**WHAT YOU NEED TO DO:**
Reproduce the passage on the power of data integration in full, word for word.

**EXCERPT TO READ:**
* * * * *

The Power of Data Integration. The modules we found represent many aspects of metabolism and energy derivation, cell cycle, sporulation, mating, protein biosynthesis, RNA processing, stress response, and more. These categories provide a relatively good coverage of biological processes involved in various kinds of adaptation to the environment. Additional data (primarily better coverage of protein interactions) will be required to further characterize modules defining cellular organization and organelles. The samba modules extend previously identified yeast transcription modules (8), taking advantage of the additional information on TF binding, phenotype, and interactions, and based on improved statistical sensitivity that allows for module detection at finer granularity.

* * * * *

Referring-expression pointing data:
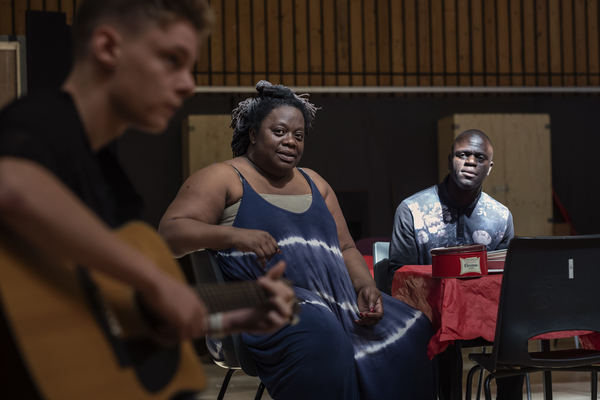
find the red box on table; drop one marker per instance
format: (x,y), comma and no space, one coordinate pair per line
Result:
(464,261)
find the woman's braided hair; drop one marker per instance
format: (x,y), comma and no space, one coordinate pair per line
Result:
(251,112)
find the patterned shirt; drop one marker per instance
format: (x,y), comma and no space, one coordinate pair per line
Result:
(430,219)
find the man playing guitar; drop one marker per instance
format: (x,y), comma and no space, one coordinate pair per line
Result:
(61,189)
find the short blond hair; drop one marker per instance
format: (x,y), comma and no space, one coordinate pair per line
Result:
(131,14)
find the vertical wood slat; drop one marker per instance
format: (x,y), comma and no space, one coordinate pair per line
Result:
(370,45)
(329,43)
(529,47)
(258,23)
(230,35)
(477,43)
(464,43)
(398,43)
(568,49)
(384,47)
(410,43)
(541,35)
(423,43)
(592,37)
(516,44)
(272,37)
(244,41)
(287,44)
(437,42)
(450,43)
(489,30)
(316,43)
(217,46)
(503,41)
(555,42)
(301,35)
(342,12)
(356,43)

* * * * *

**OUTPUT FOR THIS EXERCISE:**
The Power of Data Integration. The modules we found represent many aspects of metabolism and energy derivation, cell cycle, sporulation, mating, protein biosynthesis, RNA processing, stress response, and more. These categories provide a relatively good coverage of biological processes involved in various kinds of adaptation to the environment. Additional data (primarily better coverage of protein interactions) will be required to further characterize modules defining cellular organization and organelles. The samba modules extend previously identified yeast transcription modules (8), taking advantage of the additional information on TF binding, phenotype, and interactions, and based on improved statistical sensitivity that allows for module detection at finer granularity.